### DOCUMENT EXCERPT
Abuse not just women’s issueUNK presents ‘Against His Will’ on Thursday

 
http://www.kearneyhub.com/news/local/unk-presents-against-his-will-on-thursday/article_314f1893-df28-5dbc-be6f-0c265149d41a.html
 
 
 Posted: Tuesday, December 2, 2014 12:03 pm | Updated: 12:06 pm, Tue Dec 2, 2014.

KEARNEY — The tragedy of domestic violence and sexual assault is not just a women’s issue — it happens to men, too.

Titled “Against His Will,” the event is scheduled for Thursday at 7 p.m. in Copeland Hall Room 142.

As part of Male Abuse Awareness Week, which runs through Monday, The Women’s Center and Interfraternity Council at the University of Nebraska at Kearney will bring speaker and sexual assault survivor James Landrith to campus Thursday as part of an event that aims to break down stereotypes and empower survivors.

“We wanted to bring him in to highlight that these kinds of things happen to men, too,” said Emily Fierstein, a graduate assistant at The Women’s Center. “People don’t realize that it can happen to anybody.”

Landrith said he believes his experience as a survivor of sexual assault has provided him with a voice to help others.

“It helps to hear from somebody who has endured it personally,” Landrith said in a phone interview from Washington, D.C.

At UNK, Landrith will discuss stereotypes of male sexual assault and victim shaming and blaming.

He also hopes to empower sexual assault survivors who may be in the audience.

### WORK INSTRUCTION 1
Rewrite the paragraph of the article beginning "As part of Male Abuse Awareness Week" in fewer words, keeping its main facts.
### WORK INSTRUCTION 2
Give the stretch of the article from "KEARNEY — The" through "and empower survivors.", changing "Thursday" to "Friday".

### DATA BLOCK
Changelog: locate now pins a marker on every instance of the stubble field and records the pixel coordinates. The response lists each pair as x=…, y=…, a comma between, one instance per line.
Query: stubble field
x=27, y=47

### EXERCISE ANSWER 1
During Male Abuse Awareness Week, which runs through Monday, UNK's Women's Center and Interfraternity Council will host sexual assault survivor James Landrith on Thursday. His talk aims to break down stereotypes and empower survivors.

### EXERCISE ANSWER 2
KEARNEY — The tragedy of domestic violence and sexual assault is not just a women’s issue — it happens to men, too.

Titled “Against His Will,” the event is scheduled for Friday at 7 p.m. in Copeland Hall Room 142.

As part of Male Abuse Awareness Week, which runs through Monday, The Women’s Center and Interfraternity Council at the University of Nebraska at Kearney will bring speaker and sexual assault survivor James Landrith to campus Friday as part of an event that aims to break down stereotypes and empower survivors.